QUESTIONS TO ANSWER:
A – Translate this sentence from the Carlos Antonio Carrillo biography into Spanish: "His father, José Raimundo Carrillo, was a soldier who came north with the Portolá expedition in 1769 and served at the Presidio of Santa Barbara for twelve years."
B – Continue the Carlos Antonio Carrillo biography after its last sentence.

SOURCE DOCUMENT:
────────

Nominated Governor of California
- In office 6 December 1837 – 20 May 1838
- Preceded by: Juan Bautista Alvarado
- Succeeded by: Juan Bautista Alvarado

Member of the Congress of the Union of the United Mexican States
- In office 1830–1832
- Constituency: Alta California

Personal details
- Born: 24 Dec 1783 Santa Barbara, Las Californias, New Spain
- Died: 23 February 1852 (aged 68) Santa Barbara, California, U.S.
- Spouse: Maria Josefa Raymunda Castro
- Children: Manuela, Francisca (at least)
- Parent: José Raimundo Carrillo (father);
- Relatives: actor Leo Carrillo, great grandson
- Profession: Politician, soldier

Military service
- Allegiance: Mexico

= Carlos Antonio Carrillo =

Governor of Alta California Mexico from 1837 to 1838

Carlos Antonio Carrillo (24 December 1783 – 23 February 1852), was a Californio politician, military officer, and ranchero. He was nominated to serve as Governor of Alta California from 1837 to 1838, in opposition to Juan Bautista Alvarado's rule. However, after failing to subdue Alvarado, Carrillo relinquished his claim to the governorship to Alvarado in 1838.

==Life==
Carrillo was a member of the Carrillo family of California, a prominent Californio family, one of the first children born at the Presidio of Santa Barbara (established 1782). His father, José Raimundo Carrillo, was a soldier who came north with the Portolá expedition in 1769 and served at the Presidio of Santa Barbara for twelve years.

────────

INPUT DATA:
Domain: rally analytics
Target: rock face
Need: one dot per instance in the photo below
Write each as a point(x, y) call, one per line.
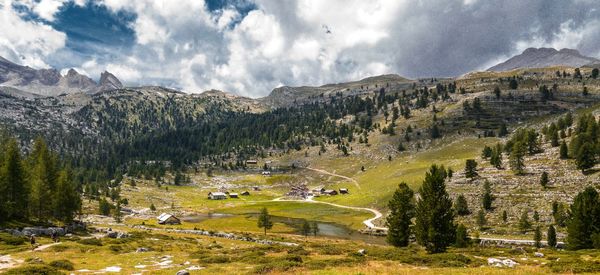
point(109, 82)
point(545, 57)
point(49, 82)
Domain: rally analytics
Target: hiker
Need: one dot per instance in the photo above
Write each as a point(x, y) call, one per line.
point(32, 241)
point(54, 236)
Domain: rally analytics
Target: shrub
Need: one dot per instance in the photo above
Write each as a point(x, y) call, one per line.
point(92, 241)
point(34, 270)
point(62, 264)
point(574, 266)
point(12, 240)
point(278, 266)
point(58, 248)
point(216, 259)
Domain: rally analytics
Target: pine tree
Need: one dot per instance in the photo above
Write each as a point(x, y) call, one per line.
point(481, 220)
point(461, 206)
point(517, 158)
point(496, 158)
point(264, 220)
point(524, 223)
point(470, 168)
point(401, 212)
point(487, 199)
point(305, 228)
point(13, 184)
point(462, 238)
point(583, 219)
point(551, 237)
point(537, 237)
point(43, 180)
point(564, 151)
point(434, 227)
point(585, 158)
point(314, 228)
point(544, 179)
point(67, 200)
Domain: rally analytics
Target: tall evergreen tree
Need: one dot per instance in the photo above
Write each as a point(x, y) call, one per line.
point(13, 184)
point(585, 215)
point(402, 210)
point(537, 237)
point(544, 179)
point(67, 200)
point(461, 206)
point(462, 238)
point(585, 158)
point(564, 151)
point(487, 199)
point(434, 227)
point(517, 158)
point(470, 168)
point(551, 239)
point(264, 220)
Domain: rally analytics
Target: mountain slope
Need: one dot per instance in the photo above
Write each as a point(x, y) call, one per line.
point(49, 82)
point(288, 96)
point(544, 57)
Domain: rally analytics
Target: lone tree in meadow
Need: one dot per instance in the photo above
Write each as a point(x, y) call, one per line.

────────

ANSWERS TO THIS EXERCISE:
A – Su padre, José Raimundo Carrillo, fue un soldado que llegó al norte con la expedición de Portolá en 1769 y sirvió en el Presidio de Santa Bárbara durante doce años.

B –
From 1797 to 1825 Carlos Antonio served in the military at Monterey and Santa Barbara. As Alta California's delegate to the Mexican Congress of the Union, Carrillo pursued Alta California judicial reform, but his ideas were rejected.
In 1836, Carrillo joined the rebellious Juan Bautista Alvarado in demanding a more autonomous Alta California, but internal dissension doomed the effort. In 1837, Carlos was appointed to replace Alvarado as governor, but Alvarado was able to reclaim the Governorship a year later.

Governor Manuel Micheltorena gave a Mexican land grant of Santa Rosa Island, in the Channel Islands of California, to Carlos and his brother José Antonio Carrillo in 1843. They later gave the island to Carlos' daughters, Manuela Carrillo Jones and Francisca Carrillo Thompson.